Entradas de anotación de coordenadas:
###

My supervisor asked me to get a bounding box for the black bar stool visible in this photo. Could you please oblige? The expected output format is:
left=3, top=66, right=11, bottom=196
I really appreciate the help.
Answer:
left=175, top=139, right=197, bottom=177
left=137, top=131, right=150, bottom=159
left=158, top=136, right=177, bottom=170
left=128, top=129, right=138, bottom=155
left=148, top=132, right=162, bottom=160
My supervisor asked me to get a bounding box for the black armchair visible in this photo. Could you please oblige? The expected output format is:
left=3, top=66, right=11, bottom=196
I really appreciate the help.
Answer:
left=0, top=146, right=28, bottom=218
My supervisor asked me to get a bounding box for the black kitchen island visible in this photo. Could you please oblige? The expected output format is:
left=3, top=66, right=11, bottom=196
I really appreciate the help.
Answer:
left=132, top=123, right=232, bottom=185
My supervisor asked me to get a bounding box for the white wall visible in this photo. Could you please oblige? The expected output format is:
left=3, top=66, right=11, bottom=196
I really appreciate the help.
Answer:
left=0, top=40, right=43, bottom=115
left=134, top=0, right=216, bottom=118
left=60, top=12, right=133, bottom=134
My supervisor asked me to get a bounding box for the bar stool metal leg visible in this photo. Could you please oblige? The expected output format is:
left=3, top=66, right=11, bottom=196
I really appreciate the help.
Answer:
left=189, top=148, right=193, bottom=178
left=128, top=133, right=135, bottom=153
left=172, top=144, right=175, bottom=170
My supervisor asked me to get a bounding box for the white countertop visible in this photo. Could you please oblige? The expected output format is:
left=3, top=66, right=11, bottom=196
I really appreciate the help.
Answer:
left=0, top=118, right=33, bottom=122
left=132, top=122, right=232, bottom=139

###

## Tarea por realizar
Edita todo el material: reemplaza «supervisor» por «manager» en cada aparición y deja intacto todo lo demás.

## Respuesta correcta
My manager asked me to get a bounding box for the black bar stool visible in this photo. Could you please oblige? The expected output format is:
left=3, top=66, right=11, bottom=196
I really appreciate the help.
Answer:
left=175, top=139, right=197, bottom=177
left=137, top=131, right=150, bottom=159
left=158, top=136, right=177, bottom=170
left=128, top=129, right=138, bottom=155
left=148, top=132, right=162, bottom=160
My manager asked me to get a bounding box for the black armchair visible in this photo. Could you please oblige? The expected output format is:
left=3, top=66, right=11, bottom=196
I really appreciate the help.
Answer:
left=0, top=146, right=28, bottom=218
My manager asked me to get a bounding box for the black kitchen island visible in this photo. Could you please oblige? The expected output format is:
left=3, top=66, right=11, bottom=196
I really appreciate the help.
Answer:
left=132, top=123, right=232, bottom=185
My manager asked me to get a bounding box for the white wall visible in this photo. Could you please oblige? The expected output format is:
left=3, top=66, right=11, bottom=196
I really appreciate the help.
Answer:
left=0, top=40, right=43, bottom=115
left=134, top=0, right=216, bottom=118
left=60, top=12, right=133, bottom=134
My manager asked me to get a bounding box for the bar stool metal leg visible in this photo. Could you please oblige? The expected output format is:
left=3, top=66, right=11, bottom=196
I really appreciate the help.
Answer:
left=189, top=148, right=193, bottom=178
left=128, top=133, right=135, bottom=153
left=172, top=144, right=175, bottom=170
My manager asked me to get a bounding box for the white countertop visible in this photo. Could you please oblige? The expected output format is:
left=3, top=66, right=11, bottom=196
I really appreciate the help.
Answer:
left=0, top=118, right=33, bottom=122
left=132, top=122, right=232, bottom=139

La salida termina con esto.